### [WHAT NEEDS TO BE DONE]
Rewrite the entries below, changing every "Follow this form exactly" to "Match this format precisely" and keeping everything else the same. Leave the pictures out of your version.

[Image point annotation entries]
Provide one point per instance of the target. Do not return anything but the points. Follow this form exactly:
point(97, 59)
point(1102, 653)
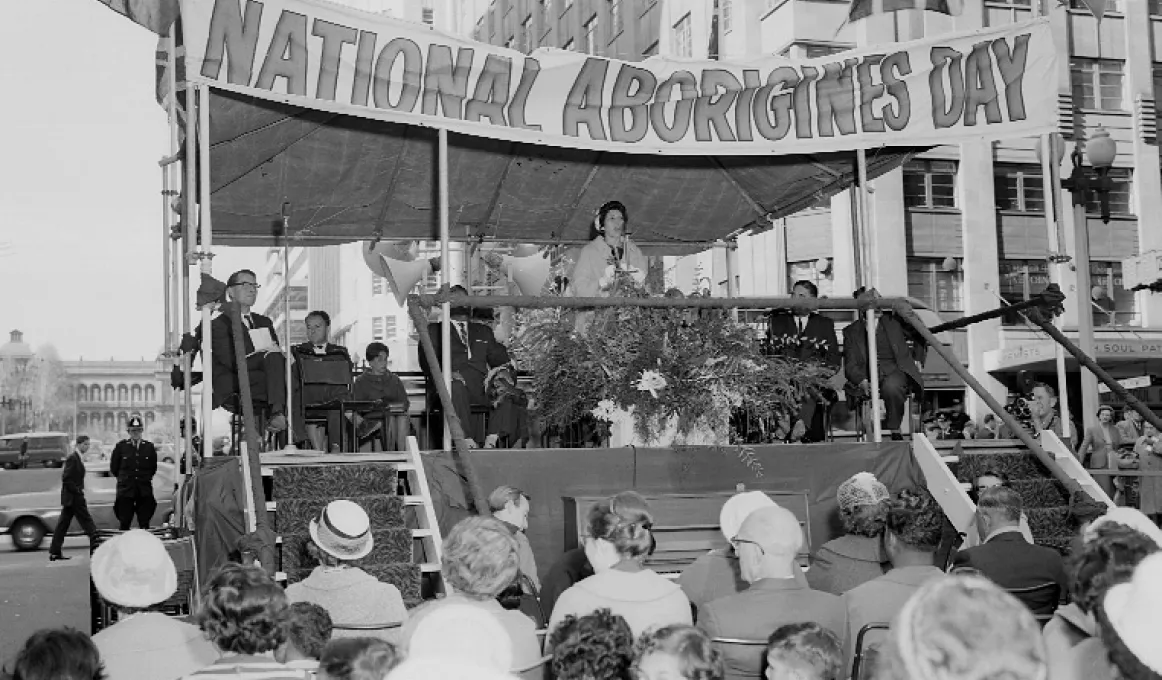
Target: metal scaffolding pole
point(206, 263)
point(445, 272)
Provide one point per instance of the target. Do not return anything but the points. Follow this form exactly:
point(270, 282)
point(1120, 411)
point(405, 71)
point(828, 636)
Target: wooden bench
point(686, 525)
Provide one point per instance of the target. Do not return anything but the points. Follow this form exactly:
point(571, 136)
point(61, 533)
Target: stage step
point(1045, 499)
point(301, 485)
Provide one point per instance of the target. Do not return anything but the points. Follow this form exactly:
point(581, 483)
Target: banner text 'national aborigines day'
point(989, 84)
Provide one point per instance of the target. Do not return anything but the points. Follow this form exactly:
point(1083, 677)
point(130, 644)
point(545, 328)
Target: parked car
point(29, 517)
point(44, 450)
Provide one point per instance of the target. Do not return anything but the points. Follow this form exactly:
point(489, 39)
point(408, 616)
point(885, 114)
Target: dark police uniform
point(134, 465)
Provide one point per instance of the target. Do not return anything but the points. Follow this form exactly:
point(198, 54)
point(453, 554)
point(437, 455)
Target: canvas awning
point(349, 178)
point(331, 114)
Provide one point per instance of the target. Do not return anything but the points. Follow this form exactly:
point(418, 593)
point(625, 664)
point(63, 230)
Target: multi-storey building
point(109, 392)
point(961, 227)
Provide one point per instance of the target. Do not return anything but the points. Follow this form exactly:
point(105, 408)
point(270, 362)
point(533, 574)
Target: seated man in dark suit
point(899, 355)
point(265, 364)
point(377, 384)
point(767, 544)
point(318, 346)
point(475, 350)
point(1006, 558)
point(807, 337)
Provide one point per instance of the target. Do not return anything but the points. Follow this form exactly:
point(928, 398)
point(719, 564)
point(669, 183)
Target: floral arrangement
point(697, 366)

### [WRITTEN ANSWER]
Provide one point per instance of the target. Do not return anything but the points. Match this format precisely:
point(97, 59)
point(1102, 653)
Target: metal scaffolding pole
point(206, 263)
point(445, 272)
Provide one point per instance of the target. Do not return anything but the points. Match this format precisely:
point(270, 282)
point(1120, 411)
point(405, 71)
point(828, 636)
Target: wooden bench
point(686, 525)
Provide one point per instance of the target. Do not return anything but the points. Match this format precisely:
point(571, 136)
point(61, 533)
Target: stage step
point(1045, 499)
point(301, 485)
Provide one point per instance of the target. Do not return anything but the points. Match this format precisely:
point(581, 483)
Target: banner text 'national aborigines day'
point(989, 84)
Provide one point per instance of the target. Do not return anything but the points. Match this format precisely:
point(1083, 677)
point(130, 644)
point(545, 328)
Target: parked car
point(29, 517)
point(44, 450)
Provide one point per instance of the target. Do not return anything but the points. Match this format precisely:
point(489, 39)
point(408, 616)
point(885, 114)
Target: dark police uniform
point(134, 465)
Provide one point per instance of the target. Do not return anything but the points. Match this format precisely:
point(198, 54)
point(453, 554)
point(437, 455)
Target: canvas awning
point(349, 178)
point(331, 114)
Provide one point per instance of the target. Do not return anything but the points. Match this format precisely:
point(418, 593)
point(625, 664)
point(63, 230)
Target: multi-storey building
point(109, 392)
point(961, 227)
Provide one point per instance of the target. Do not return anything but the points. Match this format precisely:
point(105, 408)
point(270, 362)
point(533, 574)
Target: seated man in dark suit
point(899, 355)
point(265, 364)
point(377, 384)
point(767, 544)
point(318, 346)
point(475, 350)
point(1006, 558)
point(807, 337)
Provide one point per instance of the target. Do not return anything but the points. Match this format precisely:
point(928, 398)
point(719, 564)
point(669, 183)
Target: floral arrangement
point(697, 366)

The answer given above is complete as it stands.